_Fragment tekstu_
+--

Aktualności

[WYWIAD] Sebastian Krzepota: Organizmy zawodników są jak bolidy Formuły 1

Reprezentacja16.11.2019 
Podczas zgrupowań reprezentacji U-20 każdy dzień jest zaplanowany w najdrobniejszych szczegółach. – Zawodnicy chcą się doskonalić, my chcemy im pomóc, by podnosili umiejętności. Razem poszukujemy najlepszych rozwiązań, by przygotować ich do regularnej gry na wyższym poziomie klubowym i reprezentacyjnym – podkreśla Sebastian Krzepota, trener przygotowania motorycznego w kadrze U-20.

Harmonogram dnia podczas zgrupowania jest taki napięty, że piłkarzom nie zostaje dużo wolnego czasu.

+--

_Wiersze danych_
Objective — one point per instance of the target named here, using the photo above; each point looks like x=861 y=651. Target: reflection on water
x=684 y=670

+--

_Zestaw zadań_
**a)** Streść w dwóch zdaniach tekst o zgrupowaniach kadry U-20.
**b)** Przepisz dokładnie z tekstu o zgrupowaniach kadry U-20 urywek od słów „Aktualności” do słów „w kadrze U-20.”, włącznie z nimi.

_Odpowiedzi do zadań_
**a)** Podczas zgrupowań reprezentacji U-20 każdy dzień jest zaplanowany w najdrobniejszych szczegółach, a harmonogram jest tak napięty, że piłkarzom nie zostaje dużo wolnego czasu. Sebastian Krzepota, trener przygotowania motorycznego w kadrze U-20, podkreśla, że sztab razem z zawodnikami szuka najlepszych rozwiązań, by przygotować ich do regularnej gry na wyższym poziomie klubowym i reprezentacyjnym.

**b)**
Aktualności

[WYWIAD] Sebastian Krzepota: Organizmy zawodników są jak bolidy Formuły 1

Reprezentacja16.11.2019 
Podczas zgrupowań reprezentacji U-20 każdy dzień jest zaplanowany w najdrobniejszych szczegółach. – Zawodnicy chcą się doskonalić, my chcemy im pomóc, by podnosili umiejętności. Razem poszukujemy najlepszych rozwiązań, by przygotować ich do regularnej gry na wyższym poziomie klubowym i reprezentacyjnym – podkreśla Sebastian Krzepota, trener przygotowania motorycznego w kadrze U-20.